Copy the rows below word for word, leaving every line unchanged.

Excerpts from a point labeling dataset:
⟨

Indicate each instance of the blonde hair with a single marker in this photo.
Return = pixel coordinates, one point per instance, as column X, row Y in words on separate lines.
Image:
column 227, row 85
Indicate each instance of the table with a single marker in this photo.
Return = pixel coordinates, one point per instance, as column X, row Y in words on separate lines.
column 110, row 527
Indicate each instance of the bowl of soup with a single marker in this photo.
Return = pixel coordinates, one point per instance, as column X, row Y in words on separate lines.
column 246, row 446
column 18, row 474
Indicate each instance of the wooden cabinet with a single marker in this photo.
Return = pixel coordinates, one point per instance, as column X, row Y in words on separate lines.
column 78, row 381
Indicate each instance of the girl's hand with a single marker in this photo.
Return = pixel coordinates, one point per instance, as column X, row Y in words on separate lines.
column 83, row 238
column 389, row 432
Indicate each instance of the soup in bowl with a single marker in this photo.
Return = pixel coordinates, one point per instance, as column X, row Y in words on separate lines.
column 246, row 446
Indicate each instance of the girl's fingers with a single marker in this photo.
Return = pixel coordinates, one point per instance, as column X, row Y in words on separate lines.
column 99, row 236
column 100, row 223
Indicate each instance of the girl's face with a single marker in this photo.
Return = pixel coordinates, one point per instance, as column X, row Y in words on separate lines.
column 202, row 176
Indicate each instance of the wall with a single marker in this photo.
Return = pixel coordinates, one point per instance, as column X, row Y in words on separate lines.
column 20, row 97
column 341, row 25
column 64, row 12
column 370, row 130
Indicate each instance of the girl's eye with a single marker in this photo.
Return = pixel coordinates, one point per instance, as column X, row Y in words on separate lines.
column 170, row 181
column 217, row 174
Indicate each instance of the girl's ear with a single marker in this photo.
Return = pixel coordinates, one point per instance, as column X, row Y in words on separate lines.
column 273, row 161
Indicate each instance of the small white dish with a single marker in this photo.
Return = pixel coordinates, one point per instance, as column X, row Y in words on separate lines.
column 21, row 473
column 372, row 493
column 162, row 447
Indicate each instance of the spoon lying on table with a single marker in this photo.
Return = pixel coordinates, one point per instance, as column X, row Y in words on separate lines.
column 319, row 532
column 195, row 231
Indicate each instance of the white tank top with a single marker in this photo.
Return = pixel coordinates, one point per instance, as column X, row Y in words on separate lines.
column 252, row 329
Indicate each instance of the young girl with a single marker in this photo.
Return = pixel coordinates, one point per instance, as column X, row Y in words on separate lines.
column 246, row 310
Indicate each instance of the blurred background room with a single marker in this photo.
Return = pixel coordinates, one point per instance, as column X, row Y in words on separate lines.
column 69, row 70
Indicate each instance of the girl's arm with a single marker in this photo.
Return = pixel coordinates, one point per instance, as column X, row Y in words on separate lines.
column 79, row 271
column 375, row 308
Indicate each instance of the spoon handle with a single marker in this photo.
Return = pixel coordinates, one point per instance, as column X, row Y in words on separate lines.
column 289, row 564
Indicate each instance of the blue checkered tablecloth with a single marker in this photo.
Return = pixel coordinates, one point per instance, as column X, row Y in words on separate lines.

⟩

RESULT:
Indicate each instance of the blonde hair with a single marker in this photo.
Return = pixel coordinates, one point per instance, as column X, row Y in words on separate lines.
Image:
column 227, row 85
Indicate each instance of the table with a single marker in this photo.
Return = pixel coordinates, one point per instance, as column X, row Y in words on separate lines.
column 110, row 527
Indicate each instance of the bowl of soup with a single marker in this photo.
Return = pixel coordinates, one point per instance, as column X, row Y in words on separate lines.
column 246, row 446
column 18, row 474
Indicate each instance of the wooden cabinet with a single marker in this photo.
Return = pixel coordinates, one point per instance, as column X, row Y in words on separate lines.
column 78, row 381
Indicate each instance of the girl's hand with a single marker in this photo.
Return = pixel coordinates, one point per instance, as column X, row Y in words on separate lines.
column 83, row 238
column 389, row 432
Indicate each instance of the soup in bowl with a single marker in this photo.
Return = pixel coordinates, one point per instance, as column X, row Y in words on separate lines.
column 246, row 446
Indicate each instance of the girl's fingers with a single marker in this photo.
Return = pixel coordinates, one point per instance, as column X, row Y in words on separate lines.
column 99, row 236
column 100, row 223
Indicate each instance of the girl's face with a single marker in this photo.
Return = pixel coordinates, one point per instance, as column X, row Y in words on separate lines.
column 202, row 176
Indicate each instance of the wall with a single marker in this photo.
Return = pixel coordinates, one point per instance, as column X, row Y in words on separate lines.
column 20, row 97
column 341, row 25
column 64, row 12
column 370, row 130
Indicate each instance of the girl's eye with a single marker in this photo.
Return = pixel coordinates, one point per instance, as column X, row Y in words on separate lines.
column 170, row 181
column 217, row 174
Indicate each instance of the girl's ear with a single marker in this photo.
Return = pixel coordinates, one point per instance, as column X, row Y in words on separate lines.
column 273, row 161
Indicate each instance of the small white dish with a single marker in this photo.
Return = pixel coordinates, one point per instance, as column X, row Y in words on separate lines.
column 21, row 473
column 372, row 493
column 162, row 447
Indicate each instance of the spoon lying on table with a single marker in this photo.
Return = pixel coordinates, one point per instance, as column X, row Y in words on separate lines.
column 319, row 532
column 195, row 231
Indicate each instance of the white tank top with a single marker in this photo.
Return = pixel coordinates, one point per instance, as column X, row Y in words on separate lines.
column 252, row 329
Indicate each instance of the young girl with a single marker in this photo.
Return = pixel coordinates, one point per instance, as column X, row Y in words on separate lines.
column 246, row 310
Indicate each instance of the blurred background room with a single marker in this photo.
Return = pixel coordinates, one point per instance, as column X, row Y in words on separate lines.
column 69, row 70
Indicate each instance of the girl's arm with a single marker in this photo.
Return = pixel coordinates, one point per instance, as column X, row Y in words on separate lines.
column 79, row 271
column 375, row 308
Indicate each instance of the spoon handle with a single marker in this photo.
Return = pixel coordinates, one point per instance, as column X, row Y in words on separate lines.
column 289, row 564
Indicate each instance of the blue checkered tablecloth with a single marker in this photo.
Return = pixel coordinates, one point per instance, as column X, row Y in words on separate lines.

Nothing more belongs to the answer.